* begin Passage given *

# Homework Help: Laplace transform of unit step function

1. Mar 17, 2012

### NewtonianAlch

1. The problem statement, all variables and given/known data
Could someone please explain this to me? I have read several notes on it, but do not really follow the reasoning:

3. The attempt at a solution

When t = 0, -1/s*e^-st = -1/s because e^0 = 1.

When t goes to infinity is the part I do not fully understand.

Why did they take the absolute value? I'm guessing e^-jst goes to 1 because it's bounded between the - 1 and + 1 range but how did they determine a value of one when cos and sin will always be oscillating?

2. Mar 17, 2012

### Staff: Mentor

My take on it would be that it's not the absolute value but the magnitude of the vector (or phasor) quantity e-st that is being inspected. The variable s can be taken to have real and imaginary components: Rs + j Is. So that

$e^{-st} = e^{-(Rs + j Is)t} = e^{-j Is t} e^{-Rs t}$

The sin and cosine bits that you mentioned are encapsulated in the part with the imaginary exponent: That's the part of the function that is oscillatory, but its magnitude is under control because it's always 1. The negative real exponent makes for a damping term; as t → ∞ its magnitude goes to zero.

3. Mar 17, 2012

### NewtonianAlch

Edit: Re-doing

4. Mar 17, 2012

### NewtonianAlch

OK, I just realised I was doing integration like a moron.

I think I have understood it now better; so basically when t goes to infinity, it renders the expression as 0 because the "damping" term is basically approaching zero due to exponential of an increasingly large negative number which means that whole expression is multiplied by the zero...and for the case when t = 0, it's -$\frac{1}{s}$

And, 0 - (-$\frac{1}{s}$) = $\frac{1}{s}$

Is this right?

One last question. In regards to the oscillation with cos and sin, how do we know that magnitude is 1? I mean I don't understand since it's always going to be changing. It's not always going to be 1 or -1 it will be some value in-between most of the time

5. Mar 17, 2012

### Staff: Mentor

Yes, that looks good.
$$e^{-j\theta} = cos(\theta) - j\;sin(\theta)$$
and its magnitude is....

6. Mar 17, 2012

### NewtonianAlch

Mm, I'm not sure!

I guess it's 1*cos θ - 1*j*sin θ

Which means the magnitude is sqrt((+1)^2 + (-1)^2)) = 1

Is that correct?

7. Mar 17, 2012

### Staff: Mentor

$$\left| cos(\theta) - j\;sin(\theta)\right| = \sqrt{cos(\theta)^2 + sin(\theta)^2} = 1$$

* end Passage given *
* begin Record extracts *

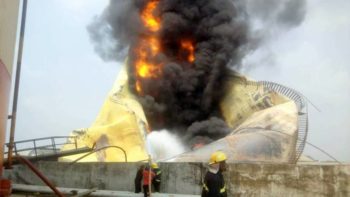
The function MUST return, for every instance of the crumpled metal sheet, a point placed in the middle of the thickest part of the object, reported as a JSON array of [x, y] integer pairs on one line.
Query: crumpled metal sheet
[[264, 126]]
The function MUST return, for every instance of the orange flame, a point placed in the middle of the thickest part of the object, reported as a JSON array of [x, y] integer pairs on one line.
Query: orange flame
[[188, 46], [148, 47], [151, 22]]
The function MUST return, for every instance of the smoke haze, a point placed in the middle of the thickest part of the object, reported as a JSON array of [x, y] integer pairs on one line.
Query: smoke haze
[[185, 98]]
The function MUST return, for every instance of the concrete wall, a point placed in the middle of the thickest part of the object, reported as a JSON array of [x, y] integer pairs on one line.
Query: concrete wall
[[185, 178]]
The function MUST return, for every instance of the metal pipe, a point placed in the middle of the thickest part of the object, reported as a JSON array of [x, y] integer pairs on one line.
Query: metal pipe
[[17, 80], [40, 175]]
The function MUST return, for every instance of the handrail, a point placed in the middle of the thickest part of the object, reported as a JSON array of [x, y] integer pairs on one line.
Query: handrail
[[99, 149], [46, 143]]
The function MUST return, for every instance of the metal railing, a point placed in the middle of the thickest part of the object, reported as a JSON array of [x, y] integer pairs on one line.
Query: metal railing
[[41, 146]]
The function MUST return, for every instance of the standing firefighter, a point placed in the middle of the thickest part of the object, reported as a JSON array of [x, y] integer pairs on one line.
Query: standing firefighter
[[156, 180], [138, 179], [214, 183], [148, 176]]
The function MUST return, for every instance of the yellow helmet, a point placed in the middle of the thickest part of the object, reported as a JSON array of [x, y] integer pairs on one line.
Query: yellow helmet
[[217, 157], [154, 165]]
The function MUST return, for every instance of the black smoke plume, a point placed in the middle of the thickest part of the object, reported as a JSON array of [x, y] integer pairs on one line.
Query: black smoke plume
[[185, 98]]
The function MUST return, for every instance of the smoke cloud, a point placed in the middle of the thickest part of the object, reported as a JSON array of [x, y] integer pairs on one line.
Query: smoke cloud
[[186, 96]]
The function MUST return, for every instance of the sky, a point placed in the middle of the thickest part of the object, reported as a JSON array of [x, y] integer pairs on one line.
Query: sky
[[64, 82]]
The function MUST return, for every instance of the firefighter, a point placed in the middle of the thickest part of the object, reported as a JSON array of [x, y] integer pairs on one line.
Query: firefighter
[[148, 176], [214, 183], [156, 180], [138, 179]]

* end Record extracts *

## Your instructions
Please answer these questions about the Laplace transform thread:
1. According to the mentor's first reply, what components can the variable s be taken to have?
2. What value does NewtonianAlch give for the expression when t = 0?
3. What final result does NewtonianAlch reach after subtracting the t = 0 value from 0?

## Full output
1. Real and imaginary components: Rs + j Is.
2. -1/s.
3. 1/s.